◆ MATERIAL PROVIDED

------------------------------------------------

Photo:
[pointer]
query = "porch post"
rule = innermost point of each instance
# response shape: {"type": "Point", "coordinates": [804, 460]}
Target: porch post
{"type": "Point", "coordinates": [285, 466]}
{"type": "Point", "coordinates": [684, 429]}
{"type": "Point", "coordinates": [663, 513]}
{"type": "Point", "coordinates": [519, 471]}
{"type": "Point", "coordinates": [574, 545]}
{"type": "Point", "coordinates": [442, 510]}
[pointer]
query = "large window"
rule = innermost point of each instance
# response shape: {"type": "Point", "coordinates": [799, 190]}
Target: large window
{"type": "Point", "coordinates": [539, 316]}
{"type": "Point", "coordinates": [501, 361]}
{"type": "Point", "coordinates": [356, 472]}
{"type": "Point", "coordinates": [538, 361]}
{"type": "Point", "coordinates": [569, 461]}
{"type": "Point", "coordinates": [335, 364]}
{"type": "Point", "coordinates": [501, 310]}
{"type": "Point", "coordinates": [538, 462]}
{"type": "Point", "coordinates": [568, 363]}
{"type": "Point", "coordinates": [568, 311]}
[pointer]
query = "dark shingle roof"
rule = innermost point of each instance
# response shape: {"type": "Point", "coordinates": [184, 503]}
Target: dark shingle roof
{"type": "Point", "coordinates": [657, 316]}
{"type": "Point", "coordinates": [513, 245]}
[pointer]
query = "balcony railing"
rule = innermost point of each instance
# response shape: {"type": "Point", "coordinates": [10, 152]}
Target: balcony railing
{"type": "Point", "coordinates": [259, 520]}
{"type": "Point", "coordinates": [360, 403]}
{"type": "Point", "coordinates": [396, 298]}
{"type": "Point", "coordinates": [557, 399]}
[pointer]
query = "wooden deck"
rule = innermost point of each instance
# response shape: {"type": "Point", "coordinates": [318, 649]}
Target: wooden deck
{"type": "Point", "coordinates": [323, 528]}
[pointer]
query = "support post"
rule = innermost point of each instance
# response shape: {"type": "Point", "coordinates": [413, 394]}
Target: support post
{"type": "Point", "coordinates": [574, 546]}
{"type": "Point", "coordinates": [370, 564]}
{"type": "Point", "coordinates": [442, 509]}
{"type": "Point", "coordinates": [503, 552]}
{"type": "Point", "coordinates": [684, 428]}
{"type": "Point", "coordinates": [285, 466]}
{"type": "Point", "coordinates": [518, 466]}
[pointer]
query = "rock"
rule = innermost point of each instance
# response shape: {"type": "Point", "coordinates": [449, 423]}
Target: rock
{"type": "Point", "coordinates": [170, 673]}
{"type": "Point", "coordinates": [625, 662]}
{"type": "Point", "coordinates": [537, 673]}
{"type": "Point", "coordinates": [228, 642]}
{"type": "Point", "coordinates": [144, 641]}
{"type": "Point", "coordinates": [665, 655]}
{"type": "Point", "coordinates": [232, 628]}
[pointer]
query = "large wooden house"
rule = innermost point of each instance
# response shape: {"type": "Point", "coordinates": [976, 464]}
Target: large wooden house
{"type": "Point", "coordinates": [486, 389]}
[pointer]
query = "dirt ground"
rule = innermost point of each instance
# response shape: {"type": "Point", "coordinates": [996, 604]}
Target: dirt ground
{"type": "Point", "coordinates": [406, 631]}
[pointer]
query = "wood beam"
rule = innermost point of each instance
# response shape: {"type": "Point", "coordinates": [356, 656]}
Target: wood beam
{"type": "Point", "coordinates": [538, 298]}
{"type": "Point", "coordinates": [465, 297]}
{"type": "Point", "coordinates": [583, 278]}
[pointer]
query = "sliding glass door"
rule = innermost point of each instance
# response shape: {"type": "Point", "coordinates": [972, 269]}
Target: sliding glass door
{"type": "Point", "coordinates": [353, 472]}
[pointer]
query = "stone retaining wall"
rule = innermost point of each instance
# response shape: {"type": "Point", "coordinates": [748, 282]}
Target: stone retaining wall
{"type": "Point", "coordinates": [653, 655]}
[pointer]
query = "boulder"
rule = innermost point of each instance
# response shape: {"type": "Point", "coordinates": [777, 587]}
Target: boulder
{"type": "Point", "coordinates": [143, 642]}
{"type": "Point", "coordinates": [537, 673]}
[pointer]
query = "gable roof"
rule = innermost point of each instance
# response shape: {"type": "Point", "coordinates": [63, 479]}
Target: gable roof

------------------------------------------------

Would you print each line of the material exactly?

Photo:
[pointer]
query = "porch post"
rule = innermost point of each instance
# response shape: {"type": "Point", "coordinates": [804, 460]}
Target: porch post
{"type": "Point", "coordinates": [285, 466]}
{"type": "Point", "coordinates": [684, 429]}
{"type": "Point", "coordinates": [663, 513]}
{"type": "Point", "coordinates": [519, 471]}
{"type": "Point", "coordinates": [574, 545]}
{"type": "Point", "coordinates": [442, 510]}
[pointer]
query = "large window"
rule = innermost point of each instance
# response shape: {"type": "Point", "coordinates": [799, 190]}
Target: large window
{"type": "Point", "coordinates": [539, 316]}
{"type": "Point", "coordinates": [501, 361]}
{"type": "Point", "coordinates": [356, 472]}
{"type": "Point", "coordinates": [538, 361]}
{"type": "Point", "coordinates": [569, 461]}
{"type": "Point", "coordinates": [335, 364]}
{"type": "Point", "coordinates": [501, 310]}
{"type": "Point", "coordinates": [538, 462]}
{"type": "Point", "coordinates": [568, 363]}
{"type": "Point", "coordinates": [568, 311]}
[pointer]
query = "dark shingle roof"
rule = innermost point of each instance
# response shape: {"type": "Point", "coordinates": [184, 503]}
Target: dark shingle roof
{"type": "Point", "coordinates": [657, 316]}
{"type": "Point", "coordinates": [513, 245]}
[pointer]
query = "balcony railing"
rule = innermost point of each instance
# response shape: {"type": "Point", "coordinates": [10, 152]}
Target: balcony railing
{"type": "Point", "coordinates": [259, 520]}
{"type": "Point", "coordinates": [360, 403]}
{"type": "Point", "coordinates": [396, 298]}
{"type": "Point", "coordinates": [557, 399]}
[pointer]
query = "wooden deck"
rule = innermost point of each instance
# response shape: {"type": "Point", "coordinates": [318, 649]}
Target: wooden deck
{"type": "Point", "coordinates": [323, 528]}
[pointer]
query = "support post"
rule = innermost point of each instance
# response shape: {"type": "Point", "coordinates": [413, 394]}
Target: support post
{"type": "Point", "coordinates": [574, 546]}
{"type": "Point", "coordinates": [370, 564]}
{"type": "Point", "coordinates": [442, 509]}
{"type": "Point", "coordinates": [503, 552]}
{"type": "Point", "coordinates": [684, 428]}
{"type": "Point", "coordinates": [285, 466]}
{"type": "Point", "coordinates": [518, 466]}
[pointer]
query = "rock"
rule = innermost point of each instance
# response shape: {"type": "Point", "coordinates": [449, 423]}
Target: rock
{"type": "Point", "coordinates": [170, 673]}
{"type": "Point", "coordinates": [625, 662]}
{"type": "Point", "coordinates": [537, 673]}
{"type": "Point", "coordinates": [228, 642]}
{"type": "Point", "coordinates": [144, 641]}
{"type": "Point", "coordinates": [665, 655]}
{"type": "Point", "coordinates": [232, 628]}
[pointer]
query = "large wooden house"
rule = innermost point of each instance
# response shape: {"type": "Point", "coordinates": [976, 464]}
Target: large wooden house
{"type": "Point", "coordinates": [486, 389]}
[pointer]
query = "dirt ground"
rule = innermost point of each instance
# response shape: {"type": "Point", "coordinates": [996, 604]}
Target: dirt ground
{"type": "Point", "coordinates": [406, 631]}
[pointer]
query = "wood beam"
rule = innermost point of each instance
# response shape: {"type": "Point", "coordinates": [356, 656]}
Target: wood beam
{"type": "Point", "coordinates": [538, 298]}
{"type": "Point", "coordinates": [465, 297]}
{"type": "Point", "coordinates": [583, 278]}
[pointer]
query = "sliding glass door"
rule = innermost point of each instance
# response shape: {"type": "Point", "coordinates": [972, 269]}
Target: sliding glass door
{"type": "Point", "coordinates": [353, 472]}
[pointer]
query = "stone retaining wall"
rule = innermost point of each instance
# response shape: {"type": "Point", "coordinates": [748, 282]}
Target: stone retaining wall
{"type": "Point", "coordinates": [653, 655]}
[pointer]
query = "boulder"
rule = innermost point of each instance
# response shape: {"type": "Point", "coordinates": [777, 587]}
Target: boulder
{"type": "Point", "coordinates": [143, 642]}
{"type": "Point", "coordinates": [537, 673]}
[pointer]
query = "gable roof"
rule = innermost point of each instance
# response shape: {"type": "Point", "coordinates": [63, 479]}
Target: gable roof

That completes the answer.